--- START Quoted text ---
All of lore.kernel.org
 help / color / mirror / Atom feed
From: "Vladimir V. Saveliev" <saveliev.v.v@gmail.com>
To: Jeff Mahoney <jeffm@suse.com>
Cc: ReiserFS Mailing List <reiserfs-devel@vger.kernel.org>
Subject: Re: [PATCH] reiserfs: > 8 TB fs support
Date: Tue, 07 Aug 2007 17:46:52 +0300	[thread overview]
Message-ID: <46B885DC.1030907@namesys.com> (raw)
In-Reply-To: <46B77DAD.3030805@suse.com>

Hello

yes, thanks for making a fix for this old bug.
I just made few trivial warnings below.

Jeff Mahoney wrote:
> Oops. My MUA still had the old address in it.
> 
>  The reiserfs disk format is designed to handle file systems up to
>  2^32-1 blocks, which at 4KiB blocks means ~ 16 TiB - 4KiB.
> 
>  Unfortunately, the superblock's s_bmap_nr value, which contains a
>  count of the number of bitmap blocks in the file system is a 16 bit
>  value. This limits the usable size of the file system to
>  8 TiB (4096^2 * 8 * 65536).
--- END Quoted text ---
§ Written exercise 1
How many lines in the rows below contain the string "glove", counting only exact matches of case? Reply with the number alone.
--- START Provided entries ---
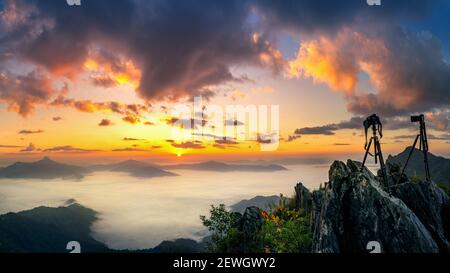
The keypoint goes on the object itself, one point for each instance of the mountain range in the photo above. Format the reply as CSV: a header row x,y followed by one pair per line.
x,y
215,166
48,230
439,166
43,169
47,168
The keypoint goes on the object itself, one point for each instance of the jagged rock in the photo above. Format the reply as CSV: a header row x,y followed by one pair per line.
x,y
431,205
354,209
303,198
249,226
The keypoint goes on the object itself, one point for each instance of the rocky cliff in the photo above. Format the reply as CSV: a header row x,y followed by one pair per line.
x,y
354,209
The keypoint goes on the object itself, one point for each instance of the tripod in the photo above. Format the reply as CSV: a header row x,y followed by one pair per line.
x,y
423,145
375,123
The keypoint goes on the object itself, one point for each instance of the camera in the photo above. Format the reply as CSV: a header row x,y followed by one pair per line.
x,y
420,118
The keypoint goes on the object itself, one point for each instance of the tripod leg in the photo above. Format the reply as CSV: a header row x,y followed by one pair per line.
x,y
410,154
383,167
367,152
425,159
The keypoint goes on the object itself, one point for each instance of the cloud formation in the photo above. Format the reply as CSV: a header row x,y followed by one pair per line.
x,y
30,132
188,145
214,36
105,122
--- END Provided entries ---
--- START Provided entries ---
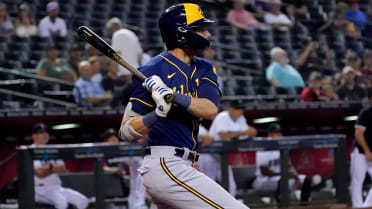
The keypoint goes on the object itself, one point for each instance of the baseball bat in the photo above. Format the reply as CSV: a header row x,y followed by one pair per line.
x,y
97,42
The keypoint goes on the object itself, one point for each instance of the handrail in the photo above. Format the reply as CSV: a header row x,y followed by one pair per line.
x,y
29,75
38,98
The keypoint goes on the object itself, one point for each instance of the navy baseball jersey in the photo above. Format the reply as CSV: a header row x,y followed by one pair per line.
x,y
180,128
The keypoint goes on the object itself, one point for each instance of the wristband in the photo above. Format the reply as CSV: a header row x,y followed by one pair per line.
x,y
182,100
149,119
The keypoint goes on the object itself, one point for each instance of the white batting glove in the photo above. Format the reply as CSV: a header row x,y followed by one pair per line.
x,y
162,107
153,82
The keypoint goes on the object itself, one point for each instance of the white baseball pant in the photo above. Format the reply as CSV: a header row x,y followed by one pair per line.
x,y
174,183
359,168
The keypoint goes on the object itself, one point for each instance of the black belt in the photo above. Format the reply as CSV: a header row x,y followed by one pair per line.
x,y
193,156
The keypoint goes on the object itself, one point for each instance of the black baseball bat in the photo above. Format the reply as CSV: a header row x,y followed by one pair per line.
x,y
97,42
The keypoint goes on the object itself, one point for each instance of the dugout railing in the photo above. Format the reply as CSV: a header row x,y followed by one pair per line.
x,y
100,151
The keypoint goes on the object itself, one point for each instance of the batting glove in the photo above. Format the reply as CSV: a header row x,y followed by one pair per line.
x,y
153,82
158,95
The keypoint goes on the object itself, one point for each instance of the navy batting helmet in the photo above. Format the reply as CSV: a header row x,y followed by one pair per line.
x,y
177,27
--- END Provided entries ---
§ Written exercise 2
Can you go on with the reiserfs email thread above, picking up right after its last line?

§ Written answer 1
2

§ Written answer 2
> 
>  Changing the disk format this late in the game, especially with a file
>  system without sane superblock versioning, is a tough sell. This patch
>  implements the following changes:
> 
>  * The s_bmap_nr value is no longer accessed directly. Instead, an
>    in-core 32-bit value is used instead. The real value is only
>    accessed directly during mount and resize.
>  * If the value of s_bmap_nr is valid, then the value is used as-is.
>  * If the value of s_bmap_nr has overflowed, the on-disk value is
>    zeroed out and the number of bitmaps is calculate on mount and
>    resize.
>  * Quick audit for signed int variables used to store block numbers.
> 
>  The reason for zeroing it out is simple. If it has overflowed, it's
>  invalid anyway. Kernels mounting these file systems may end up
>  with unpredictible results, the most obvious of which occurs in
>  kernels with dynamic bitmaps: it will BUG almost immediately.
>  Alternatively, if the value is zeroed, the memory allocation for
>  tracking the bitmap blocks will end up being vmalloc(0), causing
>  mount to fail when a NULL pointer is returned. Since the
>  ZERO_SIZE_PTR changes haven't been merged in these older kernels,
>  the failure won't result in an Oops, just a failed mount.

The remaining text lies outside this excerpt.